▸ **What you will do**: Rewrite the lines from the one containing "of the black" through the one containing "M 3 174 L 3", inclusive, changing "evenodd" to "nonzero" and leaving everything else as it is.

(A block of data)
···

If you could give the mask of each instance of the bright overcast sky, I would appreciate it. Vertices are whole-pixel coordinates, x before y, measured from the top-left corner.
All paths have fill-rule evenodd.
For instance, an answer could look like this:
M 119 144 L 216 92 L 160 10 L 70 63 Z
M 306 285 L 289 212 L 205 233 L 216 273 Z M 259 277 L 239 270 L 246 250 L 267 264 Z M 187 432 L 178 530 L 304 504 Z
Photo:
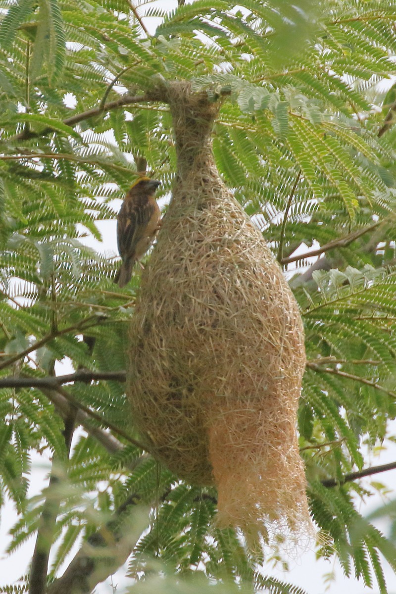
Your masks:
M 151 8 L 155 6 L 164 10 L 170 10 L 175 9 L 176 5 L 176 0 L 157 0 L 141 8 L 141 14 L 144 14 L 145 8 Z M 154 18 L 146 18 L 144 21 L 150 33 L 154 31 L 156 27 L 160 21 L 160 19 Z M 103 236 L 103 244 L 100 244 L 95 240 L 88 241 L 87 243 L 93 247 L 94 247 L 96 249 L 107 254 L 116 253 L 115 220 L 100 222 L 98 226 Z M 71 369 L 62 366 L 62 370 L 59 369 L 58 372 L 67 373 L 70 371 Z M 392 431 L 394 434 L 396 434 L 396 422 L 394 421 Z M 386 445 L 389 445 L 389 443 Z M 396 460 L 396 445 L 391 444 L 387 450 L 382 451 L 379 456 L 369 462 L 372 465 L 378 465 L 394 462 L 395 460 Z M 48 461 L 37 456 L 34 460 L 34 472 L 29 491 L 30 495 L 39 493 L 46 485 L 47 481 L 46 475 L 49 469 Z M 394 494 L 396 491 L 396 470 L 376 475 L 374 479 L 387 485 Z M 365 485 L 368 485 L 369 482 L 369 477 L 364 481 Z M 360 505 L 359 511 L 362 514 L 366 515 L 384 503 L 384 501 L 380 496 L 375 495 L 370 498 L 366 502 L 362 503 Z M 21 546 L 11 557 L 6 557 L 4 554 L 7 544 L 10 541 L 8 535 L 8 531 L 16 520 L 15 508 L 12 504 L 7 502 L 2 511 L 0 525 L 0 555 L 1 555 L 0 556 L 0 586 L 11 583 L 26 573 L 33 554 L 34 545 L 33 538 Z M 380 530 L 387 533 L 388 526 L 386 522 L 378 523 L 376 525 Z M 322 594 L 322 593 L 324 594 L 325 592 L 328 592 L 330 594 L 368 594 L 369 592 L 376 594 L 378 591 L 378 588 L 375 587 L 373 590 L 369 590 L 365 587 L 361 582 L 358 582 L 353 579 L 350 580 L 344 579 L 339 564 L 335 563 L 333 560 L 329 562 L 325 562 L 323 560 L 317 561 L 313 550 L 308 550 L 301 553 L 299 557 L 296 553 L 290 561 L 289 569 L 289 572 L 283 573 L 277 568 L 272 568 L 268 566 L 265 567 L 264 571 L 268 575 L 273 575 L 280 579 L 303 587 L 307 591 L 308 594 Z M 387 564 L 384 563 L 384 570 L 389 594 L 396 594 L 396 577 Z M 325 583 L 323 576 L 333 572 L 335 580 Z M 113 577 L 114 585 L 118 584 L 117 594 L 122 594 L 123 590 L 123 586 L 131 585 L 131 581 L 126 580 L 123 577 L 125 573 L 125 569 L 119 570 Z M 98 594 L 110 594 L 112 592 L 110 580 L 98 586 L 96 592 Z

···

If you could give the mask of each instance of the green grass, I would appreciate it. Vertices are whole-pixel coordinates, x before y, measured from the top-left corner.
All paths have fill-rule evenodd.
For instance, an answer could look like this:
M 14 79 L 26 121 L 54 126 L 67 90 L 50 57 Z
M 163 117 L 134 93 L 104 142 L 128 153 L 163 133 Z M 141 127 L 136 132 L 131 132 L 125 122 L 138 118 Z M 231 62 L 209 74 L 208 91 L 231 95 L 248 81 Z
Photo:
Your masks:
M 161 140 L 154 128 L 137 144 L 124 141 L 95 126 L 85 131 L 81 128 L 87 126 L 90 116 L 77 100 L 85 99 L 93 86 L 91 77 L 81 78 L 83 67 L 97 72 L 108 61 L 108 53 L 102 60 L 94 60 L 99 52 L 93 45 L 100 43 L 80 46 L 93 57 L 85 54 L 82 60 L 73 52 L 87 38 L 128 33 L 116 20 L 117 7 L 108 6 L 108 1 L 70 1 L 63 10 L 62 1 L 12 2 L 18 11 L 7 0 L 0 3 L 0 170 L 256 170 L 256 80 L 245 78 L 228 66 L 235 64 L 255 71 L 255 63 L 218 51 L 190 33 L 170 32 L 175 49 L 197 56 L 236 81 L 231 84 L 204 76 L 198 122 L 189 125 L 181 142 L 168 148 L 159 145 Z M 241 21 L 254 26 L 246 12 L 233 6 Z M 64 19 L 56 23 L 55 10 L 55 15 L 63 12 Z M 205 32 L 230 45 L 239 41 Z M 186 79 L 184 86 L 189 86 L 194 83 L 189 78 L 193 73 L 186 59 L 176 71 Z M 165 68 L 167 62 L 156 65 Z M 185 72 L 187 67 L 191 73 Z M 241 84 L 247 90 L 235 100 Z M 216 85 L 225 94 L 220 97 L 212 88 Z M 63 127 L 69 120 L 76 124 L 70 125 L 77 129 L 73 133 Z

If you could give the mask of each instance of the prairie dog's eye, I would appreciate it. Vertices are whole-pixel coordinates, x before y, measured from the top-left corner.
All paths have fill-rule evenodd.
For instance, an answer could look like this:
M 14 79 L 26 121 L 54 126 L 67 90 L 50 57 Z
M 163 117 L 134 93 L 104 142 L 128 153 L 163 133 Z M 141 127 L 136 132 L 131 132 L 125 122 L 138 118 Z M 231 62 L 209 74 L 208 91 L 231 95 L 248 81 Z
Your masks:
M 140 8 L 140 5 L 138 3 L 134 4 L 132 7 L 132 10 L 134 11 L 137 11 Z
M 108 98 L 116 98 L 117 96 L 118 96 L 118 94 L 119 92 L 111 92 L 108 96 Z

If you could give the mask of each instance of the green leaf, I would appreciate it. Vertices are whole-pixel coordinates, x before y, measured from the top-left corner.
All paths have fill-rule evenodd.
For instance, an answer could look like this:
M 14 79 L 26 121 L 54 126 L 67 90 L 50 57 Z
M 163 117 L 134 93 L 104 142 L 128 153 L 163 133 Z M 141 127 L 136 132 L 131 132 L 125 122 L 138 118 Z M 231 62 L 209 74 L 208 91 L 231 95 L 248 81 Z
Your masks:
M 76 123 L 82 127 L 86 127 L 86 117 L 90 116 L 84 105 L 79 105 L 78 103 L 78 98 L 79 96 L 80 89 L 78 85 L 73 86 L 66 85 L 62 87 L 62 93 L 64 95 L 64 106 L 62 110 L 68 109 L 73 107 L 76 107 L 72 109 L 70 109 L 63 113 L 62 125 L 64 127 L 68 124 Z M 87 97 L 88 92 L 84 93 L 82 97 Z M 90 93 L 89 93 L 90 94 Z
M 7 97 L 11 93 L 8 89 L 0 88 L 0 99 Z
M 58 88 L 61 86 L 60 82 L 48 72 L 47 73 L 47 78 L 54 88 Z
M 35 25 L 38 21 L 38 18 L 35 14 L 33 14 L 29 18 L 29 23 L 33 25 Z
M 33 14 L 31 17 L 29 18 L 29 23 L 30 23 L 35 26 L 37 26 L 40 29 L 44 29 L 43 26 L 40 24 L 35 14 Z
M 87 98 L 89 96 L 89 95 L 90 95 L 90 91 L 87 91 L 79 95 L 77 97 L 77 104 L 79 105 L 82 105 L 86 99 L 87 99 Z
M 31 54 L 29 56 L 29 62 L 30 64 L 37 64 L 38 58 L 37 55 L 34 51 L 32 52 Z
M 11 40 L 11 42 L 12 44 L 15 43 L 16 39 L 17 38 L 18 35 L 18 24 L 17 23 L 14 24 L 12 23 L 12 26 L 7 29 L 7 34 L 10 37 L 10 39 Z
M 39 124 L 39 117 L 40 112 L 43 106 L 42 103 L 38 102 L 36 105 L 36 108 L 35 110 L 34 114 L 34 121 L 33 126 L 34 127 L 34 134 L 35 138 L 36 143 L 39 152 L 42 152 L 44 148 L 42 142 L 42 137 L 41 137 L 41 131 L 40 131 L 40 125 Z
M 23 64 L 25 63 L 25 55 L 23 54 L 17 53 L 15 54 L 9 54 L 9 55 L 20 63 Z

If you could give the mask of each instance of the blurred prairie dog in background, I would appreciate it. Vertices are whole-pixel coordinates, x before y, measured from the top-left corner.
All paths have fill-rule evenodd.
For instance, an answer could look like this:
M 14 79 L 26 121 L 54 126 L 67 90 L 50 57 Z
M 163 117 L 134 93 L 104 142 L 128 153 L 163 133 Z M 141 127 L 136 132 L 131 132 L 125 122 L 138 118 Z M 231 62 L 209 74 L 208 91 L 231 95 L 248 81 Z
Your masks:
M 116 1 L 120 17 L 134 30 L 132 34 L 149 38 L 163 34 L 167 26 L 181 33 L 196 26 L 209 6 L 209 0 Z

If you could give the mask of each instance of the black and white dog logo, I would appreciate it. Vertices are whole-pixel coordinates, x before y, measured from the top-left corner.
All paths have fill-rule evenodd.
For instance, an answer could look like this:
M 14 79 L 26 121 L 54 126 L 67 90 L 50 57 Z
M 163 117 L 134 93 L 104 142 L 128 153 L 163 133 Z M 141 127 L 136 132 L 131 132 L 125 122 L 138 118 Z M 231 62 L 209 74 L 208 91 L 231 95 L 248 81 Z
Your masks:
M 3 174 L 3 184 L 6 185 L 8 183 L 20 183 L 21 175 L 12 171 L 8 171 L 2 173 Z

···

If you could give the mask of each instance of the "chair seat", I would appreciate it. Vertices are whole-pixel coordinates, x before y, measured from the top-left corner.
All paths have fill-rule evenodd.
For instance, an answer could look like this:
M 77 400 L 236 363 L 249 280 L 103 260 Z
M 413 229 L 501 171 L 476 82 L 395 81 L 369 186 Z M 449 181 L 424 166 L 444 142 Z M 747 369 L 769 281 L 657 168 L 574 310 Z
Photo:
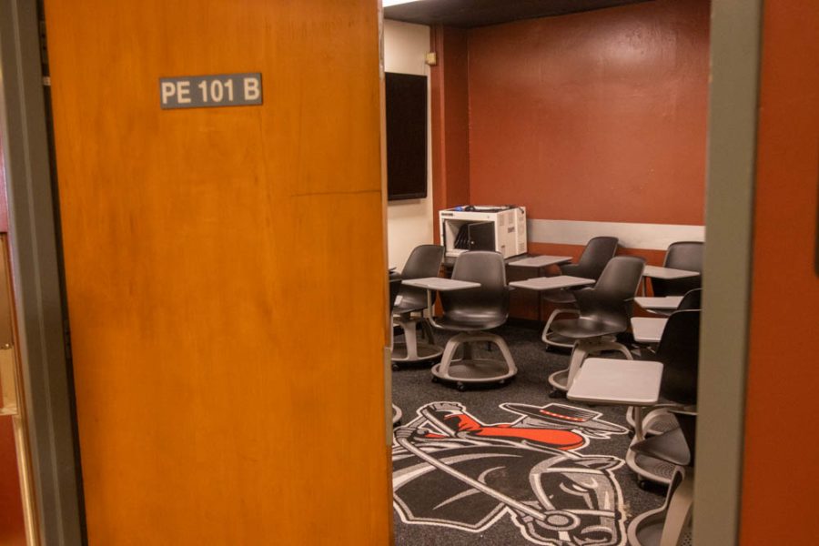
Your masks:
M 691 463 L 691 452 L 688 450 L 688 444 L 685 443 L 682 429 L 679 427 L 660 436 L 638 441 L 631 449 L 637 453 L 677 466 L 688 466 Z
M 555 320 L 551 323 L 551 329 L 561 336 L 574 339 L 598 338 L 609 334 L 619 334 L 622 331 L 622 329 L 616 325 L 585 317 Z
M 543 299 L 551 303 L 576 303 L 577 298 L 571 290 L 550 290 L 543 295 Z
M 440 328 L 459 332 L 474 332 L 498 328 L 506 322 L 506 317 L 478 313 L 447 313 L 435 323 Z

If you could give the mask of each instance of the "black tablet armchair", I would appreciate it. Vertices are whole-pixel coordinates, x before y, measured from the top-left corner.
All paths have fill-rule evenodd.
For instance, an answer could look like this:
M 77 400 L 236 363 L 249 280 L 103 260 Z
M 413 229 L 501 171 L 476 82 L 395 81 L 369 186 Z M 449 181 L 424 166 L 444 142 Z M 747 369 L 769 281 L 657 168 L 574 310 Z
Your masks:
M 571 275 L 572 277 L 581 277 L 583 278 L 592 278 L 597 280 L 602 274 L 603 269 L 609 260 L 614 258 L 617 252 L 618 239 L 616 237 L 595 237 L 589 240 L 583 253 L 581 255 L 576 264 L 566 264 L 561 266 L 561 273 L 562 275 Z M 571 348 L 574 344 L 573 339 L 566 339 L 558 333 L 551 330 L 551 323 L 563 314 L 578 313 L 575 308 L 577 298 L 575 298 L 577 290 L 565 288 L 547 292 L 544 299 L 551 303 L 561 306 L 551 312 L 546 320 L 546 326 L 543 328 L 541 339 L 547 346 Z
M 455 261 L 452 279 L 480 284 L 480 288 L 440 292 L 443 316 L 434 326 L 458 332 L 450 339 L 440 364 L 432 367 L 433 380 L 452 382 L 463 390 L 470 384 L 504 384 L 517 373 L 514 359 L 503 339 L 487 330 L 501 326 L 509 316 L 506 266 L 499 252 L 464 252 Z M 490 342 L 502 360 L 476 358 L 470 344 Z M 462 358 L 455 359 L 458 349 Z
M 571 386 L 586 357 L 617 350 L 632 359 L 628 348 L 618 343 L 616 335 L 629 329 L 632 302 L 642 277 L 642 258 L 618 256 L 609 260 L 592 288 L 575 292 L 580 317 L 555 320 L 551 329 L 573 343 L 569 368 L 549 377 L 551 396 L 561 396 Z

···

▸ **The answer**:
If you could give the mask of each instance of the black and white dog logo, I would appreciate it. Vertices are whole-pixel coordinates, x before y, measured from the top-left corner.
All paths have fill-rule nonzero.
For instance, an answer could look like this:
M 14 79 L 26 121 L 54 126 L 67 90 L 50 57 Z
M 163 117 L 134 93 L 104 142 L 128 153 L 163 133 Z M 141 127 L 136 132 L 131 132 L 125 122 L 138 118 Z M 231 62 L 209 74 L 208 91 L 231 95 L 248 81 Z
Your masks:
M 3 174 L 3 184 L 6 185 L 8 183 L 20 183 L 21 175 L 12 171 L 8 171 L 2 173 Z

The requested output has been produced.